__ASSIGNED TASK__. Omit each picture as you copy the entries exactly.

__EXCERPTED RECORDS__.
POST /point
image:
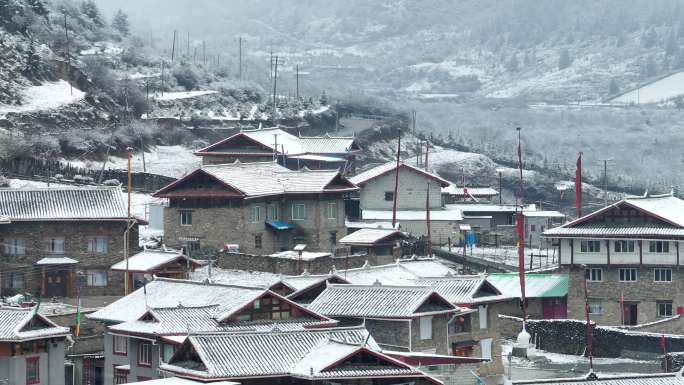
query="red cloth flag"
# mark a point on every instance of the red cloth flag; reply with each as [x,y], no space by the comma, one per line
[578,186]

__RESULT__.
POST /point
image:
query="red cloth flag"
# mark a point on every instance of the red cloth flag; reply with each as [x,y], no space by the comma, one per line
[578,186]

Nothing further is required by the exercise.